### Exercise task
Starting at the line that contains "Query: perch branch" and ending at the line that contains "Give the mask of the perch", write those lines out again with "layout" swapped for "format" and nothing else altered.

### Stored records
****

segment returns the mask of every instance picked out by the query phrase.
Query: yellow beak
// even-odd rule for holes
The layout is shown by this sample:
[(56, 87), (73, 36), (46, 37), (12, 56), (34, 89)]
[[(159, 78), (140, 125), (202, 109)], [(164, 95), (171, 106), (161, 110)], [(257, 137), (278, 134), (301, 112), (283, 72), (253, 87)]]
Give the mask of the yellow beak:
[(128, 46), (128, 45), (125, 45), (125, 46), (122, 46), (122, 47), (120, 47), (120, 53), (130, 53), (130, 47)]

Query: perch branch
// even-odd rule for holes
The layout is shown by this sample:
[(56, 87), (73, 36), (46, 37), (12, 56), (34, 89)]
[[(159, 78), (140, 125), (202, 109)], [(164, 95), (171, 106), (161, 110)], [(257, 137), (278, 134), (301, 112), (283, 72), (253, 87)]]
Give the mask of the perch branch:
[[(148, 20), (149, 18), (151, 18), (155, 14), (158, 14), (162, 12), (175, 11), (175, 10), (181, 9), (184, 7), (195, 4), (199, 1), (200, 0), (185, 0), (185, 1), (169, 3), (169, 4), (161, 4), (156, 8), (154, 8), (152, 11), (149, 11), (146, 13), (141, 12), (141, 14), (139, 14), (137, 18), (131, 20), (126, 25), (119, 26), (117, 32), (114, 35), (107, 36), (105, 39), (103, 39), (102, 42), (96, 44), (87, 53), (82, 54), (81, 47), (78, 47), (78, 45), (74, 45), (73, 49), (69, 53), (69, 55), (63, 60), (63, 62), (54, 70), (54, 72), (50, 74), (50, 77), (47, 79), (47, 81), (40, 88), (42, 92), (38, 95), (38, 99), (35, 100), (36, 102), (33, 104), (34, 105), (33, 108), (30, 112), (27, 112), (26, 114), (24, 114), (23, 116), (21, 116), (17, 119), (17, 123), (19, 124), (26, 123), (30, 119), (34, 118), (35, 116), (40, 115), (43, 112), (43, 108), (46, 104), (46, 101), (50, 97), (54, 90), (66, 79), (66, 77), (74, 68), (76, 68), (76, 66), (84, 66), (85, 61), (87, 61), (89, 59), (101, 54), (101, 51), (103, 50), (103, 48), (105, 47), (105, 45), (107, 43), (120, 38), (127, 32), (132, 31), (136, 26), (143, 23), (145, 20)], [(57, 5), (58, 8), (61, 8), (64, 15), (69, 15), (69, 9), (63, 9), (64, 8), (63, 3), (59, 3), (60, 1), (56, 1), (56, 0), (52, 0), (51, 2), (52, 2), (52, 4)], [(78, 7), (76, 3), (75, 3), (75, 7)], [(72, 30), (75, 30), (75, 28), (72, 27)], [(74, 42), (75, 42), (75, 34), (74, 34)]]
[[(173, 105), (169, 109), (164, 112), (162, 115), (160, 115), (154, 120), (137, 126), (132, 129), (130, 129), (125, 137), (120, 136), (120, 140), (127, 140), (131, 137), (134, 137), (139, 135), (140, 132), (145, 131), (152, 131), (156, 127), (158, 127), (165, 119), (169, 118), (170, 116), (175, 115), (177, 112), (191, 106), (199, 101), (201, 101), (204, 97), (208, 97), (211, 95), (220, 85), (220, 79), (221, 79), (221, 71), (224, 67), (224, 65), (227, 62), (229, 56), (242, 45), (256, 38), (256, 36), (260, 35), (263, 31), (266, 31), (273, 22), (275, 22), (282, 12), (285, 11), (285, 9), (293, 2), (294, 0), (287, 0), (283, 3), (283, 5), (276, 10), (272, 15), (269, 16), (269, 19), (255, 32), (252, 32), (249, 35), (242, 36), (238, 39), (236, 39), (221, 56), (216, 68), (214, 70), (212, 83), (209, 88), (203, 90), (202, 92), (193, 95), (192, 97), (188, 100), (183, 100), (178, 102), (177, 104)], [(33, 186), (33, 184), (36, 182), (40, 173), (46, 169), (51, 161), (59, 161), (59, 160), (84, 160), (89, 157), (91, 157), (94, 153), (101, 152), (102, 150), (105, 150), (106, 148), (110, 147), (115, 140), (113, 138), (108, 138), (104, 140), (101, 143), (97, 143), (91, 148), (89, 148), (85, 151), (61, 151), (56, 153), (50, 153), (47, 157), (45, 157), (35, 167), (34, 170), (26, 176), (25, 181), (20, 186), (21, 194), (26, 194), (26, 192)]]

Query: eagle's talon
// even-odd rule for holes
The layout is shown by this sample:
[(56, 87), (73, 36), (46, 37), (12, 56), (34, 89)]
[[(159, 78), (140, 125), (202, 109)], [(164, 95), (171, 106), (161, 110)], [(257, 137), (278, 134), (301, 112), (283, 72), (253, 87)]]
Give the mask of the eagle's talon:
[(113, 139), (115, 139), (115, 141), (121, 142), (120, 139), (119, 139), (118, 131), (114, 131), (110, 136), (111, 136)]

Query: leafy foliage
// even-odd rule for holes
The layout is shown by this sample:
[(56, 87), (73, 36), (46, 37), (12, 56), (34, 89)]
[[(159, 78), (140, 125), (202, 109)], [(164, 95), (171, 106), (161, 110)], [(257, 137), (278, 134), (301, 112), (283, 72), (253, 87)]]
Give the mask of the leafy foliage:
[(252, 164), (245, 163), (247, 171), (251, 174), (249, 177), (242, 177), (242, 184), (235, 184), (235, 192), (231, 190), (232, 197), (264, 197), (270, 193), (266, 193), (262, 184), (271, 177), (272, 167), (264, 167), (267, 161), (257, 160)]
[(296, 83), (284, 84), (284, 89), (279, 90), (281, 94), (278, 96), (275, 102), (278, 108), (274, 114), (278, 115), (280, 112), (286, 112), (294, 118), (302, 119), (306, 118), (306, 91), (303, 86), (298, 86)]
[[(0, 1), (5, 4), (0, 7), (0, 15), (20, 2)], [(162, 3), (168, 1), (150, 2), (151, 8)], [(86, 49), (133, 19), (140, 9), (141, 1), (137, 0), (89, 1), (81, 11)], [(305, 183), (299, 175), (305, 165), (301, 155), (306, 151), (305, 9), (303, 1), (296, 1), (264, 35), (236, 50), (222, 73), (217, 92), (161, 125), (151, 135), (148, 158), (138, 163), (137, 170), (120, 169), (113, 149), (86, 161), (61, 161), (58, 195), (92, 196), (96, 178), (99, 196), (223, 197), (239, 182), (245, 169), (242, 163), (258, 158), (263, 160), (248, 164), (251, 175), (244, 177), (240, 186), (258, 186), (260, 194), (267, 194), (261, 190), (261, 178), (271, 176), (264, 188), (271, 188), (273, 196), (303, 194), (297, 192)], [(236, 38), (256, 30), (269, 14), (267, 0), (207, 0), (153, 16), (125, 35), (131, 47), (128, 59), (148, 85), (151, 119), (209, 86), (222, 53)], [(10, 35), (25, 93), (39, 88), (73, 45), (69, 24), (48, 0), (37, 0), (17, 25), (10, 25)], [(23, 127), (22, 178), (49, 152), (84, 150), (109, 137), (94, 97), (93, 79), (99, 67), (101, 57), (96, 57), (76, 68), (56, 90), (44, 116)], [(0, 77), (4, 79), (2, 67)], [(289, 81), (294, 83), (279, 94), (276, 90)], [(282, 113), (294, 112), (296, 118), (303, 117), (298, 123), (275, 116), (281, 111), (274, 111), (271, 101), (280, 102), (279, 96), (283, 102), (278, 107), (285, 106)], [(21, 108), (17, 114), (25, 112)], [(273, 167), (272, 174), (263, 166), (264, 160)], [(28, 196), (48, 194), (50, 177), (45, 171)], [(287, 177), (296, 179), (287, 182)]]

****

### Answer to the task
Query: perch branch
// even-odd rule for holes
The format is shown by this sample:
[(56, 87), (73, 36), (46, 37), (12, 56), (34, 89)]
[[(159, 78), (140, 125), (202, 109)], [(164, 95), (171, 106), (161, 110)], [(257, 137), (278, 134), (301, 112), (283, 72), (253, 87)]]
Give the mask of the perch branch:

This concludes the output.